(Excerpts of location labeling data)
[START]
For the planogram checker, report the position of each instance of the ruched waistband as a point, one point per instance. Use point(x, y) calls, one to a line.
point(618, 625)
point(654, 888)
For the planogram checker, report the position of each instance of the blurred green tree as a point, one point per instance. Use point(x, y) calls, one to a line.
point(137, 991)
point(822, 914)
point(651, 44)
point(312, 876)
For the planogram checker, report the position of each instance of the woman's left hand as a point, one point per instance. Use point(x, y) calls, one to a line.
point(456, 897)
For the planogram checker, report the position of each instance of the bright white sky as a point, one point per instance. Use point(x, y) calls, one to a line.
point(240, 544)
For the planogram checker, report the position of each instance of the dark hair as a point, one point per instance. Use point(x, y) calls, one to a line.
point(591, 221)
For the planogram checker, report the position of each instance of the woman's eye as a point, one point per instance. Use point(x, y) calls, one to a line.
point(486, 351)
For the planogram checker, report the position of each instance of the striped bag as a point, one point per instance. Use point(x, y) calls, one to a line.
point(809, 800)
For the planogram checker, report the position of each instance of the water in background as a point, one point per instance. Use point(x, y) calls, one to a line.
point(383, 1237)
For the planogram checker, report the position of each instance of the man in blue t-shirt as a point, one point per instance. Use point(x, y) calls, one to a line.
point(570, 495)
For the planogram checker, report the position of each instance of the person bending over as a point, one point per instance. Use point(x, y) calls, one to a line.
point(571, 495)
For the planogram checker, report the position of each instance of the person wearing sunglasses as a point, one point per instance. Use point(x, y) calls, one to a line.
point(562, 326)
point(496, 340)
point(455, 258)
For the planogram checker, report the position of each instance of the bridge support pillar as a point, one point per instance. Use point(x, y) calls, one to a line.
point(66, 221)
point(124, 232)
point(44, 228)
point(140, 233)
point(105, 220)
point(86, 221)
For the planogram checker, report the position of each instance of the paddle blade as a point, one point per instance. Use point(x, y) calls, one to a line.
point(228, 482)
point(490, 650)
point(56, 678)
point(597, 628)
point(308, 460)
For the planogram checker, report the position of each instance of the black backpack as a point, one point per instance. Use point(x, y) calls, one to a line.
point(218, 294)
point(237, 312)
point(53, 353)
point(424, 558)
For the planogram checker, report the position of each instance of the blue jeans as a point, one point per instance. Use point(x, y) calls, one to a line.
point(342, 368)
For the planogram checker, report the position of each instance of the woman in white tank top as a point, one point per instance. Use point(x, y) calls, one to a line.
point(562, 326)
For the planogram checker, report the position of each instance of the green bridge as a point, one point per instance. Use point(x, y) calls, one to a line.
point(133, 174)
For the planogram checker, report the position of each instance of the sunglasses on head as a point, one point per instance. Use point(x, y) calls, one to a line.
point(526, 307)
[END]
Every record shown above must be echoed exactly.

For the planogram checker, report the position of each instance of the ruched waistband as a point, one point per instance. Use point(x, y) calls, one to a line.
point(618, 625)
point(654, 888)
For the planogram checker, report the position of each instance of the blurred green tree as a point, one point per instance. Use point(x, y) calls, one to a line.
point(137, 991)
point(822, 914)
point(651, 44)
point(312, 876)
For the planogram checker, report the position of each instance of the woman's left hand as a point, one point per instance. Use point(x, y) calls, one to a line.
point(456, 897)
For the planogram checker, report the position of each instance of the bright white sky as a point, one point per instance. Use point(x, y) calls, one to a line.
point(240, 544)
For the planogram checker, report the position of each instance of the dark hair as a point, one point per instance. Use point(x, y) calls, one to a line.
point(591, 221)
For the planogram checker, report the position of each instance of the woman's eye as a point, one point per instance. Use point(x, y) calls, one to a line.
point(486, 351)
For the planogram checker, report the position of each instance of the striped bag as a point, one point per instance. Use point(x, y) calls, one to a line.
point(809, 800)
For the planogram checker, report the position of each instance of the water in background as a point, one point per instance. Use point(x, y) calls, one to a line.
point(383, 1237)
For the planogram checker, report the position of each instance of the man in blue t-shirt as a point, one point per instance. Use point(x, y) calls, one to a line.
point(570, 495)
For the planogram checker, report the position of each instance of the person bending over as a point, one point per instance. Use point(x, y) calls, one to a line.
point(571, 495)
For the planogram checker, report the position of each instance of the person wearing sunglasses as a point, one point per instance. Use point(x, y) calls, one to a line.
point(562, 326)
point(496, 340)
point(455, 258)
For the planogram checker, report the position of each instance of the bridge support pillar as a point, one point per instance. Use point(x, y) calls, one to a line.
point(66, 221)
point(124, 232)
point(44, 228)
point(140, 233)
point(105, 220)
point(86, 221)
For the planogram checker, report the position of each instance of the paddle blade as a point, one point per instance. Use point(x, y) calls, one to a line.
point(228, 482)
point(490, 650)
point(56, 678)
point(597, 628)
point(308, 460)
For the planogram checker, report the position of each instance of the black backpack as a point, one point per instance. Use point(x, y) calls, one to a line.
point(218, 294)
point(237, 312)
point(53, 353)
point(424, 558)
For the planogram checker, report the position of each instance of the blue jeans as a point, one point per instance. Use point(x, y) calls, one to a line.
point(342, 368)
For the planogram checker, report the position of each instance of the woman in white tank top as a point, one point per instance. Use point(x, y) calls, one to a line.
point(562, 326)
For the planogram checker, report the position of each instance of the green bridge as a point, one point per instance. Use point(x, y) calls, one to a line.
point(133, 174)
For the planogram checker, report the position of each instance of the sunglasses on head as a point, one point per instance. Use point(x, y) calls, one to a line.
point(526, 307)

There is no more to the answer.